→ WHAT IS NEEDED
Copy every line of the records below word for word, without changing anything.

→ TASK INPUT
____
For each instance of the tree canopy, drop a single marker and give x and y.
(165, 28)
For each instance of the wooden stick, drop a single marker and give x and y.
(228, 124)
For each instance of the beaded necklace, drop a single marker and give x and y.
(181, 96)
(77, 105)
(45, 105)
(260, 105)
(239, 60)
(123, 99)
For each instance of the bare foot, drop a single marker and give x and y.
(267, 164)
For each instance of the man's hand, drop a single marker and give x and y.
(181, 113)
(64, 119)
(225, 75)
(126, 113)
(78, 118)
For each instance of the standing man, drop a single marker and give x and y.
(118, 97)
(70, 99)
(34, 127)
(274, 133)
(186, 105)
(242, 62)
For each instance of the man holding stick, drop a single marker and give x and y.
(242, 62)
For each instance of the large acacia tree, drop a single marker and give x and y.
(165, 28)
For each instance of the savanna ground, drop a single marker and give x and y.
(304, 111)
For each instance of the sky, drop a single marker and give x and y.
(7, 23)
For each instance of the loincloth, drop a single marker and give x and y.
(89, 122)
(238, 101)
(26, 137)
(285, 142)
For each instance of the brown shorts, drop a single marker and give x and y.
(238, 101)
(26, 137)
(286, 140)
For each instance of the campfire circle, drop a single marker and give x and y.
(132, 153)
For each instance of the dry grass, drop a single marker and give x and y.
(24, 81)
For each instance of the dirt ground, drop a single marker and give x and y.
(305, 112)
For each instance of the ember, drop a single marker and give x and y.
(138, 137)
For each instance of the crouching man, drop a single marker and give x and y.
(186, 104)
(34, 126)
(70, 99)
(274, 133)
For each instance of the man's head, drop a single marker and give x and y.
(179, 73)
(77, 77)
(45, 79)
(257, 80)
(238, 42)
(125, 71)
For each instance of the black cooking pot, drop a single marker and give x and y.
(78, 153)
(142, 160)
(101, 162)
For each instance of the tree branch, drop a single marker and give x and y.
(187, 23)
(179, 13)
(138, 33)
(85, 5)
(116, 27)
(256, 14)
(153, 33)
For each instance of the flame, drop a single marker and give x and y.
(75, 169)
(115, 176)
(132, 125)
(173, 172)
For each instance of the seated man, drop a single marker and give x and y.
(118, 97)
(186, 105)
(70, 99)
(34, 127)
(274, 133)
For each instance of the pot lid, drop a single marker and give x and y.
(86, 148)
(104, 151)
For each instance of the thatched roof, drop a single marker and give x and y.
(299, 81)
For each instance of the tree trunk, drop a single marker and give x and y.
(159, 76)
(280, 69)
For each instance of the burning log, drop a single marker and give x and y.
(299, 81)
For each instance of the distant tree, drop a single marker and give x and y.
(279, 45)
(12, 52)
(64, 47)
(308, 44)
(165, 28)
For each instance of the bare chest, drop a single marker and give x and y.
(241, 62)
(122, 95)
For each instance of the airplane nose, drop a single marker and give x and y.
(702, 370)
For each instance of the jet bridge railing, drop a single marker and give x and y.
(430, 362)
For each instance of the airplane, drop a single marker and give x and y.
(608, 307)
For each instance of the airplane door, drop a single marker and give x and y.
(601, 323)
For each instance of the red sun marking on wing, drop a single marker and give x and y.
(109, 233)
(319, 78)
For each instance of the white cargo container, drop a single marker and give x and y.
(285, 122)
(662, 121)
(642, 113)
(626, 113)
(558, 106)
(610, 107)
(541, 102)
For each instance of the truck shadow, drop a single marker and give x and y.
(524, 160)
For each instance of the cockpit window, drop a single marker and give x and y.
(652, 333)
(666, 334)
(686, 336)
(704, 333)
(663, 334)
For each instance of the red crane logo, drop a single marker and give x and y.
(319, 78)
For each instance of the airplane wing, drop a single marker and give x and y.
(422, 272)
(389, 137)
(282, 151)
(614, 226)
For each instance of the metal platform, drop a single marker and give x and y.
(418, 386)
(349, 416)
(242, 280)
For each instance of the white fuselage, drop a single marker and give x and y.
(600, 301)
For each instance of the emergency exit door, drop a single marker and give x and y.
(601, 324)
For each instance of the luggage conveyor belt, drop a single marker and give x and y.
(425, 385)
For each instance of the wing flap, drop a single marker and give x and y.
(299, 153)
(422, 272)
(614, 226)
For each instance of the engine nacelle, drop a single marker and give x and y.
____
→ THE RESULT
For each instance of the tree canopy, drop a single marker and give x and y.
(165, 28)
For each instance of the wooden stick, drop a single marker and give x and y.
(228, 124)
For each instance of the beaded necklace, drop a single marker and give x and y.
(181, 96)
(77, 105)
(45, 105)
(260, 105)
(239, 60)
(123, 99)
For each instance of the bare foot, drop a single marker and give x and y.
(267, 164)
For each instance of the man's hand, drop a single marker and give x and y.
(181, 113)
(64, 119)
(225, 75)
(126, 113)
(78, 118)
For each instance of the standing man, drop a single marker and give x and y.
(118, 97)
(70, 99)
(34, 127)
(274, 133)
(186, 105)
(242, 62)
For each instance of the man holding stick, drop a single marker and give x and y.
(242, 62)
For each instance of the large acacia tree, drop a single marker and give x and y.
(165, 28)
For each instance of the savanna ground, drop a single marker and give x and y.
(304, 111)
For each instance of the sky, drop a single marker and give x and y.
(7, 23)
For each instance of the loincloth, drop a single marker and give x and y.
(89, 122)
(238, 101)
(26, 137)
(285, 142)
For each instance of the brown shorts, drop a single marker and give x and y.
(238, 101)
(26, 137)
(286, 140)
For each instance of the campfire circle, drop a single marker and give x and y.
(132, 153)
For each instance of the dry grass, drop a single marker and give x and y.
(24, 81)
For each instance of the dirt ground, drop a single marker and give x and y.
(305, 112)
For each instance of the ember, drop a single marker and give x and y.
(138, 137)
For each instance of the crouching man, drop a single marker and give x and y.
(186, 104)
(34, 126)
(70, 99)
(274, 133)
For each instance of the man's head, drop a single marker and give x and y.
(179, 73)
(77, 77)
(45, 79)
(257, 80)
(238, 42)
(125, 71)
For each instance of the black cooking pot, drop a single marker and give x and y.
(78, 153)
(142, 160)
(101, 162)
For each instance of the tree branch, drop a single marker and give x and y.
(187, 23)
(179, 13)
(138, 33)
(85, 5)
(116, 27)
(256, 14)
(153, 33)
For each instance of the flame, drop a single marker and give x and y.
(75, 169)
(115, 176)
(132, 125)
(173, 172)
For each instance of the seated man, drop a single marker and give x and y.
(118, 97)
(186, 105)
(70, 99)
(34, 127)
(274, 133)
For each instance of the pot lid, drop a single marker and give x and y.
(86, 148)
(104, 151)
For each instance of the thatched roof, drop a single marker and give x and y.
(299, 81)
For each instance of the tree trunk, drop a single marker and give x and y.
(159, 76)
(280, 69)
For each instance of the burning log, drop a single marker and give x and y.
(299, 81)
For each instance of the distant tree, drop a single marker and give x and y.
(279, 45)
(12, 52)
(64, 47)
(308, 44)
(165, 28)
For each instance of the bare chest, drop a single marker and give x and y.
(241, 62)
(122, 95)
For each instance of the airplane nose, drop a single marker and give x and y.
(702, 370)
For each instance of the jet bridge railing, drop a single marker and give x and y.
(430, 362)
For each instance of the airplane, drop a single marker and give x and y.
(608, 307)
For each instance of the airplane door, drop a single marker and give x and y.
(601, 323)
For each instance of the red sun marking on wing, drop a single marker and give x and y.
(109, 233)
(319, 78)
For each instance of the white cargo container, drop a single marker and give x and y.
(285, 122)
(662, 121)
(642, 113)
(626, 113)
(558, 106)
(610, 107)
(541, 102)
For each instance of the truck shadow, drop a single marker and give x and y.
(524, 160)
For each instance of the cockpit window, drop a single marker and give x and y.
(652, 333)
(666, 334)
(686, 336)
(704, 333)
(663, 334)
For each instance of the red crane logo, drop a single marker and give x and y.
(319, 78)
For each instance of the airplane wing, drop a single marker and give x and y.
(422, 272)
(389, 137)
(282, 151)
(614, 226)
For each instance of the metal platform, drop a single marker and give x and y.
(418, 386)
(349, 416)
(242, 280)
For each instance of the white fuselage, drop a single marker and give x and y.
(600, 301)
For each instance of the emergency exit door, drop a single marker and give x and y.
(601, 324)
For each instance of the luggage conveyor belt, drop a single marker and give x and y.
(425, 385)
For each instance of the wing flap, drop a single marker and give x and y.
(299, 153)
(422, 272)
(614, 226)
For each instance of the engine nacelle, drop a single marker and give x and y.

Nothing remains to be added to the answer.